§ Required actions:
1. Answer each question from the plastics treaty passage, one answer per line:
(a) How many countries sent representatives to the negotiations in Busan?
(b) A delegate from which country pressured the chair to let an Indigenous representative speak?
(c) How much plastic waste enters the environment each year?
2. Repeat a section of the plastics treaty passage word for word. Begin at the words "In November 2024, a" and stop after the words "demanded to speak.".

§ Excerpt to read:
— start —
In November 2024, a dramatic scene unfolded midway through UN negotiations in Busan, South Korea. Representatives from 175 countries had gathered to draft a legally binding treaty on plastic pollution. During a formulaic plenary meeting in a vast conference hall, a group of Indigenous Peoples stood up, raised their fists, and demanded to speak.
These members of the International Indigenous Peoples’ Forum on Plastics (IIPFP) had been waiting days for the chance to be heard. Tensions mounted as the microphone cycled instead between delegates from Russia, Saudi Arabia and India – countries accused of obstructing the negotiations.
“We were completely being ignored. We were saying: ‘Chair, we need just two minutes. Chair, Indigenous Peoples are also here!’” says Prem Singh Tharu, regional programme officer at the Asia Indigenous Peoples Pact, who stood that day.
Eventually, pressured by a delegate from Tuvalu, the meeting’s chair agreed to give the floor to an Indigenous representative, who listed the group’s priorities. These included that the treaty should cut global plastic production, eliminate harmful plastic chemicals, and “uphold the distinct rights of Indigenous Peoples”.
The moment highlighted the systemic failures on that last point, say Indigenous Peoples and their allies. They have faced huge obstacles to participation and fear the globally important treaty will be weaker as a result.
An attempt to end an insidious pollution
The UN negotiations, which started in 2022, were borne out of recognition that the world must deal with the 20 million tonnes of plastic waste entering the environment each year.
If unchecked, plastic production will triple by 2050 by some estimates, fuelling yet more pollution. This waste plastic turns up everywhere, including in human bodies.
Meanwhile, the extraction and refining of fossil fuels used to make plastic frequently occurs on Indigenous lands, where it often pollutes the environment and drives displacement. Plastic also pollutes coastlines, especially in the Global South. Research has shown that Indigenous coastal communities in Fiji struggle to reach their fishing grounds across plastic-choked shores. In the Arctic – a “hemispheric sink” for plastic pollutants – the accumulation of plastic chemicals in culturally important foods like walruses endangers Indigenous health.
A deluge of single-use products is also replacing traditional materials and practices, undermining cultural knowledge. “Plastic pollution is impacting our Indigenous values, our Indigenous norms, our collectiveness, our solidarity,” says Tharu, a member of an Indigenous community in western Nepal.
The disproportionate impacts Indigenous Peoples face, combined with their collective knowledge as environmental stewards, should mean they play a critical role in shaping the plastics treaty, says Juressa Lee of Greenpeace Aotearoa (the Māori name for New Zealand.)
— end —
§ Listed entries:
— start —
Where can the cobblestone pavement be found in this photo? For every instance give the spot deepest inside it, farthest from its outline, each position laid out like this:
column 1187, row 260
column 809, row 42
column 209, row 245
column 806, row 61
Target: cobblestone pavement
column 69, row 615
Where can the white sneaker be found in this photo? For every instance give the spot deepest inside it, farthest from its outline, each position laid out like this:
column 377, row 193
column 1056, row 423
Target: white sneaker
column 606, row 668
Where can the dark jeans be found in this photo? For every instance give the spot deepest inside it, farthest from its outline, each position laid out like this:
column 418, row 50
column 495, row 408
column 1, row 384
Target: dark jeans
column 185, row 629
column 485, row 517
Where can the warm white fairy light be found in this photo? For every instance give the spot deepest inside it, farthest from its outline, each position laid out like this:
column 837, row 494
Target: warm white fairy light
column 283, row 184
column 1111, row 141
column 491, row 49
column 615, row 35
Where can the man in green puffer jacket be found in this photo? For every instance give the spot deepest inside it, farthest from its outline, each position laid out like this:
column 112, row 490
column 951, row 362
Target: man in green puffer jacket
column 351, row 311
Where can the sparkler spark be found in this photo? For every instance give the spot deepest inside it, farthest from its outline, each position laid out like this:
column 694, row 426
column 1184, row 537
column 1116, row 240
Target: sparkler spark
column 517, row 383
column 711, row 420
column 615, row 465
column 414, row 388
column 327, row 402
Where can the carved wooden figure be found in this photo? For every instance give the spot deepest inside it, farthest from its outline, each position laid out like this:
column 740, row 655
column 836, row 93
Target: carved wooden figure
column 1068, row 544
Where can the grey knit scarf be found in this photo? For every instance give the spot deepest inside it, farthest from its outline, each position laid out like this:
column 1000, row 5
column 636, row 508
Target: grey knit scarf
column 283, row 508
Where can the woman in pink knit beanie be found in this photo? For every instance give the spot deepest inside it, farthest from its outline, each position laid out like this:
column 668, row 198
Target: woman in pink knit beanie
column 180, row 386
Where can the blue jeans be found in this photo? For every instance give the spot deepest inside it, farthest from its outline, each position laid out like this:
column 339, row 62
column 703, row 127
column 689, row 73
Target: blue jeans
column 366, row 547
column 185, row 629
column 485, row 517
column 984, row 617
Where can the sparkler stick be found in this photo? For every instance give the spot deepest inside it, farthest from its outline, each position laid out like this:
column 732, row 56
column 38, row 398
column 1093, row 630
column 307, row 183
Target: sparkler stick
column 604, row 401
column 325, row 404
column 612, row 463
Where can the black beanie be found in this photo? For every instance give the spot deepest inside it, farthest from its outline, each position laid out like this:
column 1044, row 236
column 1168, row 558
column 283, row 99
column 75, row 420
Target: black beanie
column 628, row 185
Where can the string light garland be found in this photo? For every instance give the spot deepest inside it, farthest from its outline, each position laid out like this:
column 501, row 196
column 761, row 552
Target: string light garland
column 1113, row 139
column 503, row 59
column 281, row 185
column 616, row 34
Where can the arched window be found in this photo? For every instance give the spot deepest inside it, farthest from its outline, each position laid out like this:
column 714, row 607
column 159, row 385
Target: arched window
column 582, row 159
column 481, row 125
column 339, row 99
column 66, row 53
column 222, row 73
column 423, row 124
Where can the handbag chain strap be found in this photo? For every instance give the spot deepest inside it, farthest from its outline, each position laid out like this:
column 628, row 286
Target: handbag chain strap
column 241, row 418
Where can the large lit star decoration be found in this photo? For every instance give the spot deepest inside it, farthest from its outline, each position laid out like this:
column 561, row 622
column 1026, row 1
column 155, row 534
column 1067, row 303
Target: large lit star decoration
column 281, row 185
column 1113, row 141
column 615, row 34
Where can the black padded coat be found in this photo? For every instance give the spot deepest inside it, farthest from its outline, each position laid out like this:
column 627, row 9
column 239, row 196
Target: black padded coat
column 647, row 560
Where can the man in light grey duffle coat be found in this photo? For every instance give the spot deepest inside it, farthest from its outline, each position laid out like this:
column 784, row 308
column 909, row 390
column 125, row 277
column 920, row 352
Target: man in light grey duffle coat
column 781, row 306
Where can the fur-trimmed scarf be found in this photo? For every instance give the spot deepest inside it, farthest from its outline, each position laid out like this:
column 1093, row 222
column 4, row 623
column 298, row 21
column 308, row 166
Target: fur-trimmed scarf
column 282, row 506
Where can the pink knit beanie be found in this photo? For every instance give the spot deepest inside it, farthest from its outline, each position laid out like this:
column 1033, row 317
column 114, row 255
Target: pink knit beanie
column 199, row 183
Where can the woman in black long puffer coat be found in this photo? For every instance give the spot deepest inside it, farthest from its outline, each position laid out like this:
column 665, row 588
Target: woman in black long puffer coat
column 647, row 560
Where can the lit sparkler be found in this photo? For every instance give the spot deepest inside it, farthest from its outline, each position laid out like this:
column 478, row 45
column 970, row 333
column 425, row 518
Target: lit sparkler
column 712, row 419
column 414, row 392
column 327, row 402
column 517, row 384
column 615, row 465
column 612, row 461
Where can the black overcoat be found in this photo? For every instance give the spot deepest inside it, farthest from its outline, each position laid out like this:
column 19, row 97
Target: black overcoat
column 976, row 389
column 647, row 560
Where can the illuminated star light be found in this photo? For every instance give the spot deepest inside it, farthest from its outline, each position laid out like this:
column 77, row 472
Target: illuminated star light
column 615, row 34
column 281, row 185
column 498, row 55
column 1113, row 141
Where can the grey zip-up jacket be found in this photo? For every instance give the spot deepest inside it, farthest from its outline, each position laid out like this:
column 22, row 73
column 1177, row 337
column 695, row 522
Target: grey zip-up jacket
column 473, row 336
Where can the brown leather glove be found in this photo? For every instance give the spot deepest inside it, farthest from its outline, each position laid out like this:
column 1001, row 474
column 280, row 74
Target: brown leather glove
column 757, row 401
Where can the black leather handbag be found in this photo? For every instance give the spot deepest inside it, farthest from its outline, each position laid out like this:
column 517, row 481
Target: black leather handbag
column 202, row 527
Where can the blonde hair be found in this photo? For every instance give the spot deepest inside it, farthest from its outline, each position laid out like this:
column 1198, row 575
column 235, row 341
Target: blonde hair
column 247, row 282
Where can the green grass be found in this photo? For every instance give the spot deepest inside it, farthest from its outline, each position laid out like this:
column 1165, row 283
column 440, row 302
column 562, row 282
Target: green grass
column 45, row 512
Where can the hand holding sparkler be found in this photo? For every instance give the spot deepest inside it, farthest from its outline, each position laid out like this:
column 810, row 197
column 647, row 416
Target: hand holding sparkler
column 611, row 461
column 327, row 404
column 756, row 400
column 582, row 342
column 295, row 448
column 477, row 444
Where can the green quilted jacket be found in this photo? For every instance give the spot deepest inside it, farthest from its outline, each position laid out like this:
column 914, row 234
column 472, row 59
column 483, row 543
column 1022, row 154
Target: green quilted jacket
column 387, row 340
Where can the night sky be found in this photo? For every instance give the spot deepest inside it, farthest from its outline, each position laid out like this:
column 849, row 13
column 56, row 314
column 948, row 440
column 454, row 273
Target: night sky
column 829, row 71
— end —
§ Final answers:
1.
(a) 175
(b) Tuvalu
(c) 20 million tonnes

2.
In November 2024, a dramatic scene unfolded midway through UN negotiations in Busan, South Korea. Representatives from 175 countries had gathered to draft a legally binding treaty on plastic pollution. During a formulaic plenary meeting in a vast conference hall, a group of Indigenous Peoples stood up, raised their fists, and demanded to speak.